_TASK DIRECTIONS_
Return nothing but the lines from the line containing "indicate the license" through the last line of the records, reproduced exactly.

_PROVIDED DATA_
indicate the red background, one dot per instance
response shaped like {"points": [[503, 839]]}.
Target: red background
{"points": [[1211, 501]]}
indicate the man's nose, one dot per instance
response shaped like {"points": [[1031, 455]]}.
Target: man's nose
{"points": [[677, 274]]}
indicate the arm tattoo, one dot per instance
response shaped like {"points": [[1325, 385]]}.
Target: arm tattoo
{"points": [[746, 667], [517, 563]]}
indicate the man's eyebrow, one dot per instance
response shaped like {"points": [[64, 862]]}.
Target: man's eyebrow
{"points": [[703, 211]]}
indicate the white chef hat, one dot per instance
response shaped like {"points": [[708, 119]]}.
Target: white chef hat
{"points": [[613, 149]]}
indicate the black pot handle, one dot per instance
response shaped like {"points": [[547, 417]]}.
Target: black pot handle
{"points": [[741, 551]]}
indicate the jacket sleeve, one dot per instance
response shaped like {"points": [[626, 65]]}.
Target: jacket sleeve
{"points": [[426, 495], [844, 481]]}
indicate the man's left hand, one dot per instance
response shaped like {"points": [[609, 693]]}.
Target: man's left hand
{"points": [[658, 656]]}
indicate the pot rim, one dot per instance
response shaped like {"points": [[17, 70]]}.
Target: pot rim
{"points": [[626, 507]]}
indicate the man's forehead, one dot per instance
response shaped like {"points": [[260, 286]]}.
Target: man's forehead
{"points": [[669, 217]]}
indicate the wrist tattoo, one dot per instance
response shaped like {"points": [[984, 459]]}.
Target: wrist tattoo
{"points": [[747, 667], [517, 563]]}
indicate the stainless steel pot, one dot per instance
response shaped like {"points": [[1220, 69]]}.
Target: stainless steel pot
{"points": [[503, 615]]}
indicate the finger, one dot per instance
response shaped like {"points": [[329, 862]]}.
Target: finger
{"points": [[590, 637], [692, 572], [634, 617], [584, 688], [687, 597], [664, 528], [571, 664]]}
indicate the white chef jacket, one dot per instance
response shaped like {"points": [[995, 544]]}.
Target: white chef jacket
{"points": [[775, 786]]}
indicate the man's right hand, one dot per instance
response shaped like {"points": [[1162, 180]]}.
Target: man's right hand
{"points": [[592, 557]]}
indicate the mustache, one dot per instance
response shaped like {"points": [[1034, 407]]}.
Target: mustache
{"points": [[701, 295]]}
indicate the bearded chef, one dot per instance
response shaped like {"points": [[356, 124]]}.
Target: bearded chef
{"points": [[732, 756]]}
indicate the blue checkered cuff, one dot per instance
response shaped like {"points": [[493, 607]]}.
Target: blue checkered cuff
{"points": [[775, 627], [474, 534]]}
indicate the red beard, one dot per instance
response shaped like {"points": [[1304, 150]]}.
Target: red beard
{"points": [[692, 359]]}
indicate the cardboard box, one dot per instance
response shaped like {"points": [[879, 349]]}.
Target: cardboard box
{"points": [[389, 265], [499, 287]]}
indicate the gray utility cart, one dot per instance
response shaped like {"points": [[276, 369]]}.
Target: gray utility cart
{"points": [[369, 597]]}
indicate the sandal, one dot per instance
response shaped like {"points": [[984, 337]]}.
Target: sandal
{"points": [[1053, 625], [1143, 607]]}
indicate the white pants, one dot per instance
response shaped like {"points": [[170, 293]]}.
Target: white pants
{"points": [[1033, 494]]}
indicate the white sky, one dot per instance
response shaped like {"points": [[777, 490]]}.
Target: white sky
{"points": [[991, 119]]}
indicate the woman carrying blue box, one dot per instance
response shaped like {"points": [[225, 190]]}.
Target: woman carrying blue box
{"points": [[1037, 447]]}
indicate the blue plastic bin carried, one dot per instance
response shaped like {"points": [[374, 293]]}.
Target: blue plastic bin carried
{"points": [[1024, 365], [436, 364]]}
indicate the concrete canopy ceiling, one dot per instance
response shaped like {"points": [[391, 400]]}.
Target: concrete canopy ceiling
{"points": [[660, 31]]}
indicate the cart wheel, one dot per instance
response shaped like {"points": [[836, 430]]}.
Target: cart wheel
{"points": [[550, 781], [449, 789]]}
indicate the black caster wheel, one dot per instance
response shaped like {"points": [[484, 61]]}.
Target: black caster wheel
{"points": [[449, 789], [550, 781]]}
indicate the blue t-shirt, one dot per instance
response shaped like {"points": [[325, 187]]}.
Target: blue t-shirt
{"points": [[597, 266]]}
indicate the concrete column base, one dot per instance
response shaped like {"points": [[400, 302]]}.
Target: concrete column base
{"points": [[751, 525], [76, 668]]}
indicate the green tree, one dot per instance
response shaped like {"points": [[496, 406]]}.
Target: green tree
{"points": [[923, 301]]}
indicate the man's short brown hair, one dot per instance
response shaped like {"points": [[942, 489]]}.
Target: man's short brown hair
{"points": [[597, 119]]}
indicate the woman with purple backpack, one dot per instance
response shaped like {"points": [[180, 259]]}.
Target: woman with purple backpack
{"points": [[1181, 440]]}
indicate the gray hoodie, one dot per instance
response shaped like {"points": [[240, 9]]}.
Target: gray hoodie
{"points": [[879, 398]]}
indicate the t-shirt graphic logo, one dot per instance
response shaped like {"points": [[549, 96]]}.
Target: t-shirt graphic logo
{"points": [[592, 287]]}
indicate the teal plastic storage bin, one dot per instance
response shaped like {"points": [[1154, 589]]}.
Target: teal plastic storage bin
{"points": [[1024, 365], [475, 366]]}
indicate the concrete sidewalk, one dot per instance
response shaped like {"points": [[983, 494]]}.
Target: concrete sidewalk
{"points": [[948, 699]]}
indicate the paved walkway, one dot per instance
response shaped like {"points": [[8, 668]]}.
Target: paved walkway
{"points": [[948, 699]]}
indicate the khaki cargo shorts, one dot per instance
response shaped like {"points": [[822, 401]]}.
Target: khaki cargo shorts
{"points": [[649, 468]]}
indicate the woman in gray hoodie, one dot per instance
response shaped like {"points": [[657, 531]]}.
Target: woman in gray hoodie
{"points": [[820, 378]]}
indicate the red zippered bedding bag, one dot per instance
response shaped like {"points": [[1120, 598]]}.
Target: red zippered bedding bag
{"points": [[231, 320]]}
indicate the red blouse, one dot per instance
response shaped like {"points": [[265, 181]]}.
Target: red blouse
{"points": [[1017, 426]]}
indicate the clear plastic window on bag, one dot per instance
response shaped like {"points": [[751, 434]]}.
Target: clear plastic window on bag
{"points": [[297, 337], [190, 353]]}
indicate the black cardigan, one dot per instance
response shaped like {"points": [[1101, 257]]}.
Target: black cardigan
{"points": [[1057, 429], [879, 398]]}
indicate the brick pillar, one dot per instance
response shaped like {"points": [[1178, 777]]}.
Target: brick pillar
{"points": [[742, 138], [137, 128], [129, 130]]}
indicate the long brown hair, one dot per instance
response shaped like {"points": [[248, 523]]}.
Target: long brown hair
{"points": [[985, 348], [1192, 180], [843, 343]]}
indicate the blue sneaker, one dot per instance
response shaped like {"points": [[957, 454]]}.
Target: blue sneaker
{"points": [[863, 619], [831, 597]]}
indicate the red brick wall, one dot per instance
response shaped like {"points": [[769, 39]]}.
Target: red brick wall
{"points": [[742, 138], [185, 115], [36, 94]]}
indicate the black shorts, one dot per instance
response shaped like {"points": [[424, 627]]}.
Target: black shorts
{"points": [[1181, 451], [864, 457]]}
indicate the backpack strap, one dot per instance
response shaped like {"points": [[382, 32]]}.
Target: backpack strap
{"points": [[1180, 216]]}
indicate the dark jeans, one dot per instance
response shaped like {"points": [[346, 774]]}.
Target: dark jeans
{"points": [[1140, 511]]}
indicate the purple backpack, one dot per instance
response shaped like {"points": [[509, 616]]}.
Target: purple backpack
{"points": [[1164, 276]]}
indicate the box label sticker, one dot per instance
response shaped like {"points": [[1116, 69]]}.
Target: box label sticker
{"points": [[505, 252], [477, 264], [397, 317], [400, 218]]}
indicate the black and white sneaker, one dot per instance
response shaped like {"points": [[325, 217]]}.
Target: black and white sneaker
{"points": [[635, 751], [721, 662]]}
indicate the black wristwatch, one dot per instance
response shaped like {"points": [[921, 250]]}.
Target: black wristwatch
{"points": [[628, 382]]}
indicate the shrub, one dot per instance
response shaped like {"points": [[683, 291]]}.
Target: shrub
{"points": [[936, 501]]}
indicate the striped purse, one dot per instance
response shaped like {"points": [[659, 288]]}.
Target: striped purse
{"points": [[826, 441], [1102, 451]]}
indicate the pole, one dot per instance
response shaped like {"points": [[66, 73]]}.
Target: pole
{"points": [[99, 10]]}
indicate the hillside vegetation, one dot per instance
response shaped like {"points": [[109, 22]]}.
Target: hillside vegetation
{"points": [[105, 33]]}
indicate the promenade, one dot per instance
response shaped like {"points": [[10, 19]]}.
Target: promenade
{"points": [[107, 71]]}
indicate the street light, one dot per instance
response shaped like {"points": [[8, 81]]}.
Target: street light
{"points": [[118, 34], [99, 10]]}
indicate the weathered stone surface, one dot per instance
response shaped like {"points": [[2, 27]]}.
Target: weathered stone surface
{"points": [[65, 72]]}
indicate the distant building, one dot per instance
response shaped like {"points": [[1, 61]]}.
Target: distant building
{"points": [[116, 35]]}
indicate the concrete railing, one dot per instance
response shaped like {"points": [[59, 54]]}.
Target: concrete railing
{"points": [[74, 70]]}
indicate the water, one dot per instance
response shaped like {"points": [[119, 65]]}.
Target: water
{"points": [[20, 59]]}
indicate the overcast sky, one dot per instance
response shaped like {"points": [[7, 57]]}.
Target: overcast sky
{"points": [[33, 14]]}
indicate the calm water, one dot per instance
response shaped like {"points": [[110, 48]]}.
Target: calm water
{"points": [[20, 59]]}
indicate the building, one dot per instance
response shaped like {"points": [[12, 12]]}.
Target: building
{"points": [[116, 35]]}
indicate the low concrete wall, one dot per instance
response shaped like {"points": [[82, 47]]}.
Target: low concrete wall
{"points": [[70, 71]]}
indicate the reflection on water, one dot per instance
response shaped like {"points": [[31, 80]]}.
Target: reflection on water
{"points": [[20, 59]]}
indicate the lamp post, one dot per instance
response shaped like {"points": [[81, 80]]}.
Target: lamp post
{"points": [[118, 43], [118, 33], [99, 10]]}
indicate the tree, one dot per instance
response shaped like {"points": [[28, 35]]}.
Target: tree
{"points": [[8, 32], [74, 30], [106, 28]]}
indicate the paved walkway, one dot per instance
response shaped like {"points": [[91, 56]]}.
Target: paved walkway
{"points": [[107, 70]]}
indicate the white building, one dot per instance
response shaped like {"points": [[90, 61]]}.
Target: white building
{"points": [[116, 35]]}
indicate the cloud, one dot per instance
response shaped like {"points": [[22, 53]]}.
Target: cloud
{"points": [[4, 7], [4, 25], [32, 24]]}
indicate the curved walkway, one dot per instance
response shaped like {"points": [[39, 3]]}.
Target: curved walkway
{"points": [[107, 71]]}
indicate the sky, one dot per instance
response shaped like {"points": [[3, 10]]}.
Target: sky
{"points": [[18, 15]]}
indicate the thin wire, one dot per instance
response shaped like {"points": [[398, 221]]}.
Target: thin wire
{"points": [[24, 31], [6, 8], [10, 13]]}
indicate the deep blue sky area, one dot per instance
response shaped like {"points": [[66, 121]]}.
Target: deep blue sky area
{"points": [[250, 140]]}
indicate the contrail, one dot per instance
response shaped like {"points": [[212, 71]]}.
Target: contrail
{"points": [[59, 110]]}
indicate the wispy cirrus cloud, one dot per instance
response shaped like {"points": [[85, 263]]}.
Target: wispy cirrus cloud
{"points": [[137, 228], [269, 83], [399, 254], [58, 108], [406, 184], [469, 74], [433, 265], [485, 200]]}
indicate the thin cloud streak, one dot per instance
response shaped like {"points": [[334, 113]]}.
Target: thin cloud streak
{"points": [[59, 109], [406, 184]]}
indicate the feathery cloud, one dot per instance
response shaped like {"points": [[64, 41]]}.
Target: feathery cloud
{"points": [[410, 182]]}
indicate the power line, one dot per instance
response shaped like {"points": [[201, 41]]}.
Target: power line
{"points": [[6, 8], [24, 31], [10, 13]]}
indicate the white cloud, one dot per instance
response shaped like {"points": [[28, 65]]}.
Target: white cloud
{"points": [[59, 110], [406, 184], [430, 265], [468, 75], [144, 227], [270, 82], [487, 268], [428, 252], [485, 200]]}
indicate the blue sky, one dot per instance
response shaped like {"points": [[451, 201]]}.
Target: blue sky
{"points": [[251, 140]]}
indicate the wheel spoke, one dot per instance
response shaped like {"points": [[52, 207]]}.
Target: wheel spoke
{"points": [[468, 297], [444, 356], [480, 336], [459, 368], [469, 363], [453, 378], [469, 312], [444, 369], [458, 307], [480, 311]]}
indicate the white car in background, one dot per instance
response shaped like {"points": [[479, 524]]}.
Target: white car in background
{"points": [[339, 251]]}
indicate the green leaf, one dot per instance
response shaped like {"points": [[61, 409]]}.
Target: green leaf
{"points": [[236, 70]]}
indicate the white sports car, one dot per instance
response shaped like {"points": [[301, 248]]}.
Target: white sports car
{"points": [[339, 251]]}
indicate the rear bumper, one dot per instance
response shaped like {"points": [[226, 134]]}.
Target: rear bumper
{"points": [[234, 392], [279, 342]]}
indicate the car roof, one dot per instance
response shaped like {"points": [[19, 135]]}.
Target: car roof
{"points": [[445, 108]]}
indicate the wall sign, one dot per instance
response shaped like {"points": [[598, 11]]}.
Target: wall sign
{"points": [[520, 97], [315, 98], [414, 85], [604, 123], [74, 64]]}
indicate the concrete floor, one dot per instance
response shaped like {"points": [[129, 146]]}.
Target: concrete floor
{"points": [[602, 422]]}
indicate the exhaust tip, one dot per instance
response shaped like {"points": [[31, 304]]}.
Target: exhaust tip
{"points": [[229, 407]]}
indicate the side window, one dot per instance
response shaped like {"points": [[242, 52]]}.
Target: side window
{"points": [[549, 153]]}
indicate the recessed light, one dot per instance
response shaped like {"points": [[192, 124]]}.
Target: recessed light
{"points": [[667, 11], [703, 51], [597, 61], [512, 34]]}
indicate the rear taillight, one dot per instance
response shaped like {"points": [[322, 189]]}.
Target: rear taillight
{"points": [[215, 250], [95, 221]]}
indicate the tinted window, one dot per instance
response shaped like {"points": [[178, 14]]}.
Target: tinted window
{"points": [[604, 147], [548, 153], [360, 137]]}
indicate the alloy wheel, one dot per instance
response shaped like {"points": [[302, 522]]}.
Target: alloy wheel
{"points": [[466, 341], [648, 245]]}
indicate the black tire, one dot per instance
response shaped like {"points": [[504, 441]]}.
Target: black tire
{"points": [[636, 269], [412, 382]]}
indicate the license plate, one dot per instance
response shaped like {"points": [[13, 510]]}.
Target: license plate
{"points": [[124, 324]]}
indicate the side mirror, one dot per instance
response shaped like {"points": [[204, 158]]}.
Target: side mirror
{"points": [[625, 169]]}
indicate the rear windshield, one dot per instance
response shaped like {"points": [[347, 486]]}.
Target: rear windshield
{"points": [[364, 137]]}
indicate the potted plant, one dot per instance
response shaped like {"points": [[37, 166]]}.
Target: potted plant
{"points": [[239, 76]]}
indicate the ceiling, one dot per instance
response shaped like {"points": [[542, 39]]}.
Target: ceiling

_EXERCISE OUTPUT_
indicate the license plate, one dot per instance
response shaped like {"points": [[13, 510]]}.
Target: license plate
{"points": [[124, 324]]}
indicate the side mirror, one dot per instance
response shaped like {"points": [[204, 158]]}.
Target: side mirror
{"points": [[625, 169]]}
indicate the rear windshield, one dot per instance
response shaped like {"points": [[347, 486]]}.
Target: rear windshield
{"points": [[364, 137]]}
indicate the potted plant, one dot per instance
response shaped like {"points": [[37, 166]]}.
Target: potted plant
{"points": [[239, 76]]}
indicate the ceiling, one dot per instance
response shaped like {"points": [[542, 39]]}.
Target: ceiling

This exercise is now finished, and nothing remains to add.